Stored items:

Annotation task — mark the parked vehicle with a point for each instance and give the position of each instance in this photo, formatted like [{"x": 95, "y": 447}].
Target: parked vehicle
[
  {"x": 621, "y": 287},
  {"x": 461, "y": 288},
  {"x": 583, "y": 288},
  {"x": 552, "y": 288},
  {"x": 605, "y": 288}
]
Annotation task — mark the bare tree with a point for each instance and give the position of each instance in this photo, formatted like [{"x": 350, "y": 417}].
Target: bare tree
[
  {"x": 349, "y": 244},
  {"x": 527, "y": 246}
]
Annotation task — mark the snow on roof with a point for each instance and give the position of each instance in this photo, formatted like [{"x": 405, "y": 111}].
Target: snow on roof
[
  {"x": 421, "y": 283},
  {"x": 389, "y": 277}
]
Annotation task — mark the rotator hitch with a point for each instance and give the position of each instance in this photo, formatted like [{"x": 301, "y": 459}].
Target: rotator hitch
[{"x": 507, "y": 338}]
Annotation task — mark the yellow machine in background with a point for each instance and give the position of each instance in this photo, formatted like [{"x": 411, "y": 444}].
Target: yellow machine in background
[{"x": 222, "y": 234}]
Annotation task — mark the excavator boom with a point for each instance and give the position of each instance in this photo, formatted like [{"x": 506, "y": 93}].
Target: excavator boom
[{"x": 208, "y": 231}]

--

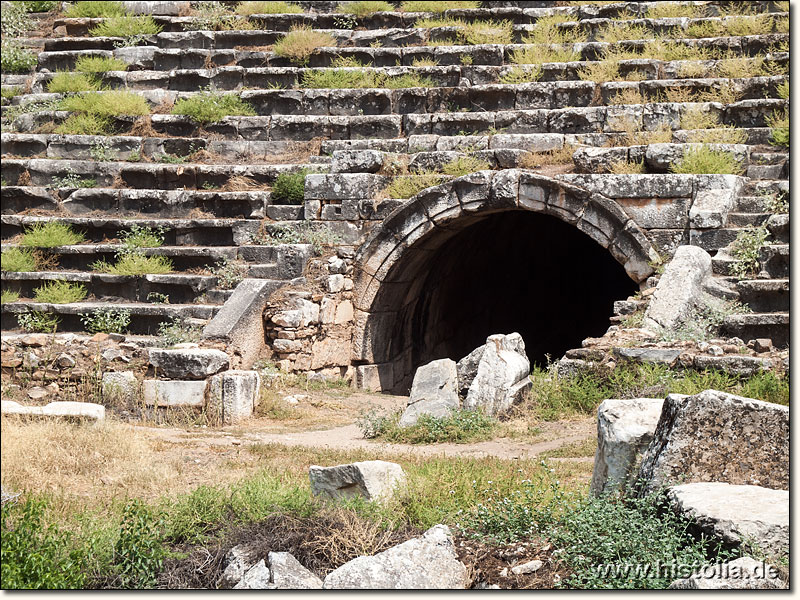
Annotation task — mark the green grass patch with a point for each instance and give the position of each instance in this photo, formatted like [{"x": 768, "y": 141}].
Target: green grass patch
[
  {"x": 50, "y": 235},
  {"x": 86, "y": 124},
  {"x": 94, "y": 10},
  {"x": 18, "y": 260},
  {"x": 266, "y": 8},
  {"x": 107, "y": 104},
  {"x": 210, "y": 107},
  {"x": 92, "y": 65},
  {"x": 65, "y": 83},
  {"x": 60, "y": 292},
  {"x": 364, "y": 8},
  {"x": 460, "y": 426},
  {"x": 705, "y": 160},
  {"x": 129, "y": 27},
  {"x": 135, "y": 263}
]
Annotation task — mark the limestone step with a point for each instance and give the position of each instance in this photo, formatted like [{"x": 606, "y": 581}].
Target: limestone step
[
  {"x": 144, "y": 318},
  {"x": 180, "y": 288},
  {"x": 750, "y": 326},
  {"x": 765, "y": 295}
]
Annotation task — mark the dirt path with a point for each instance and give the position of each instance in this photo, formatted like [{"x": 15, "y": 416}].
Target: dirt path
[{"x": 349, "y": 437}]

TRY IT -> The lines above from the one containing "Annotation task — mark the bare" through the one containing "Annotation task — mark the snow" are to be set down exactly, and no others.

SOLUTION TO THE EXERCISE ->
Annotation task — mark the bare tree with a point for each instance and give the position of each instance in this photo, formatted like [{"x": 350, "y": 417}].
Target: bare tree
[
  {"x": 349, "y": 244},
  {"x": 527, "y": 246}
]
Annotation task — mark the snow on roof with a point for each instance and give the position of each instance in this photo, formatted like [{"x": 405, "y": 111}].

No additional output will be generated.